Instructions to follow ▸
When the line containing "TARGET: girl's eye" appears in the data below, begin copying there and stop only after the line containing "TARGET: girl's ear".

Collected data:
::::::::::

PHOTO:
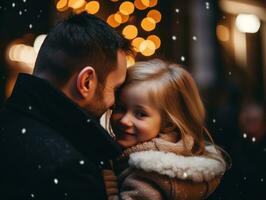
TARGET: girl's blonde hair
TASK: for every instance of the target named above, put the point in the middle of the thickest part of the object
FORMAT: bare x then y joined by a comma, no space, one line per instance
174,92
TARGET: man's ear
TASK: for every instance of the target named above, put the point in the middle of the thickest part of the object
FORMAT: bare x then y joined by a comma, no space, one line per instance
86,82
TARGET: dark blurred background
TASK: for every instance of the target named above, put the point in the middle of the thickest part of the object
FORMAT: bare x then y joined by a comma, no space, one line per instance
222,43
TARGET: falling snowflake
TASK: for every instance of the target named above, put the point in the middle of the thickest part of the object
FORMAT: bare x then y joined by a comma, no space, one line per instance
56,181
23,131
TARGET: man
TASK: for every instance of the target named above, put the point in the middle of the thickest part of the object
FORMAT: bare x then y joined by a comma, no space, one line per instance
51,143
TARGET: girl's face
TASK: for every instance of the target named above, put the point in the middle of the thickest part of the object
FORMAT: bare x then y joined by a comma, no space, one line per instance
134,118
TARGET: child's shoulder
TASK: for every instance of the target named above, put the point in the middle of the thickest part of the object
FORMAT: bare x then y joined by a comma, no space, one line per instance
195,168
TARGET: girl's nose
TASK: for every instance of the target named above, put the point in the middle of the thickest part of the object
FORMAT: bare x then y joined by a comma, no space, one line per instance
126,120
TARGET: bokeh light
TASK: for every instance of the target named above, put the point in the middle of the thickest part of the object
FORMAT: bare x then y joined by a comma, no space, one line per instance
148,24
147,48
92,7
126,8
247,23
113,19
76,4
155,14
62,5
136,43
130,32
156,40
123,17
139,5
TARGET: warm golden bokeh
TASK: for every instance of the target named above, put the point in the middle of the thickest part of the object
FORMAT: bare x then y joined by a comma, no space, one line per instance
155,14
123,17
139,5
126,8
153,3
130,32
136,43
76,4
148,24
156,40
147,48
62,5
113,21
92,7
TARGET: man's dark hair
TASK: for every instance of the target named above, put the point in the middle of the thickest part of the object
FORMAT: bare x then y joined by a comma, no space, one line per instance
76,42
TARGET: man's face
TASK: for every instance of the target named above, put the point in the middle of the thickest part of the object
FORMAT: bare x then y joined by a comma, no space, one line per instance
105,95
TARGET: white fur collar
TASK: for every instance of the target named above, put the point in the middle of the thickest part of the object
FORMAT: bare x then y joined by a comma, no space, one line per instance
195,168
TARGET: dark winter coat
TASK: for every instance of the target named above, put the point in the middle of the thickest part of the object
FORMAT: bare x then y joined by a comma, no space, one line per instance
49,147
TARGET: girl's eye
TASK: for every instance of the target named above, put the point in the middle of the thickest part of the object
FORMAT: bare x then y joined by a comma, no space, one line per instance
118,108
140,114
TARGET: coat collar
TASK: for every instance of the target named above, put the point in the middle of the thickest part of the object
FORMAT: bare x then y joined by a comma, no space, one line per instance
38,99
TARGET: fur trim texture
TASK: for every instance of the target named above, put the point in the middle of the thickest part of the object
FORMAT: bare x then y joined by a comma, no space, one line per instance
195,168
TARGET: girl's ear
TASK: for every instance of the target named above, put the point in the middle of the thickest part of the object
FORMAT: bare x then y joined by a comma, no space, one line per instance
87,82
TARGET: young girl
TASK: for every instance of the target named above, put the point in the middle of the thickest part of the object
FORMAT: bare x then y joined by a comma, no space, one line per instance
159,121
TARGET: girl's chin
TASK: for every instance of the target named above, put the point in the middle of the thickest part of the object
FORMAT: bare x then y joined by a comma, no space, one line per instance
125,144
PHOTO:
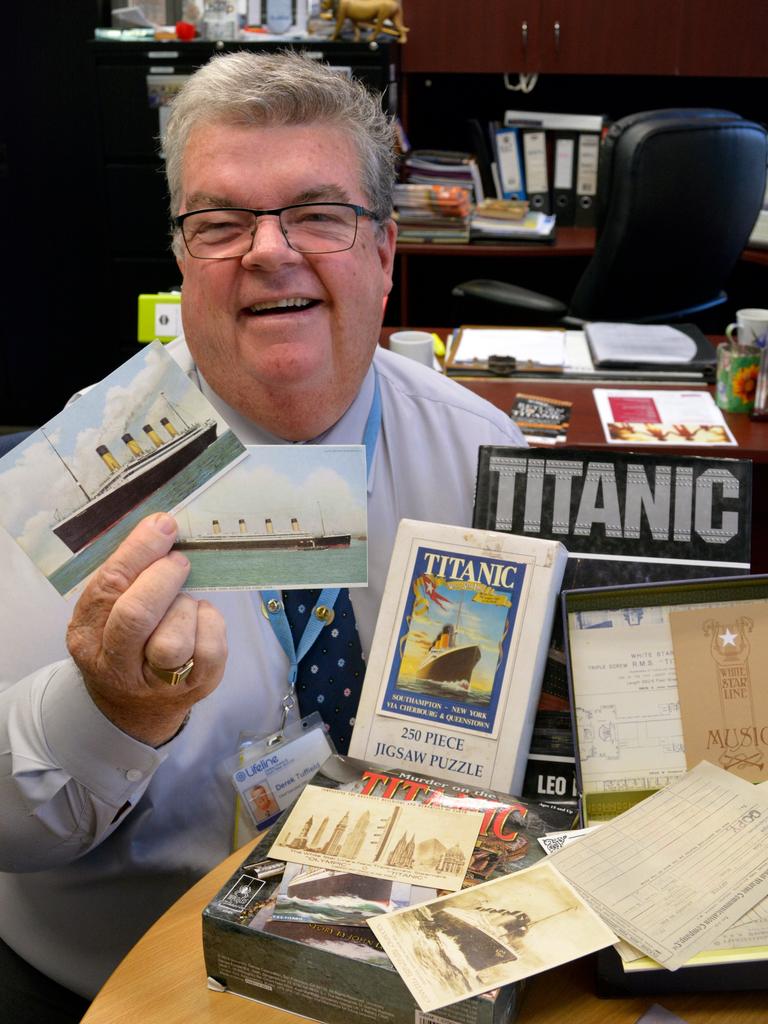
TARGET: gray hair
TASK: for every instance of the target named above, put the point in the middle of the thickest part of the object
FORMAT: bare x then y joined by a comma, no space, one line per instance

::::::::::

Your solution ▸
TARGET: girl's eye
TASK: for every instance of the target named above, put the point in the middle of the thickest part of the object
FORMAT: bare x then y joined by a comma, no space, one line per instance
118,108
140,114
TARGET: coat collar
TASK: for every instance of the target named above, put the point in the middle of the thickest part of the object
FORMAT: bare x then y joined by a comma, no space, one line per instance
38,99
TARGET: fur trim texture
TASK: for every instance of the target named above, put the point in the middle of the thickest part of the object
FORMAT: bare x then y joined by a comma, no space, one line per instance
195,168
TARGET: girl's ear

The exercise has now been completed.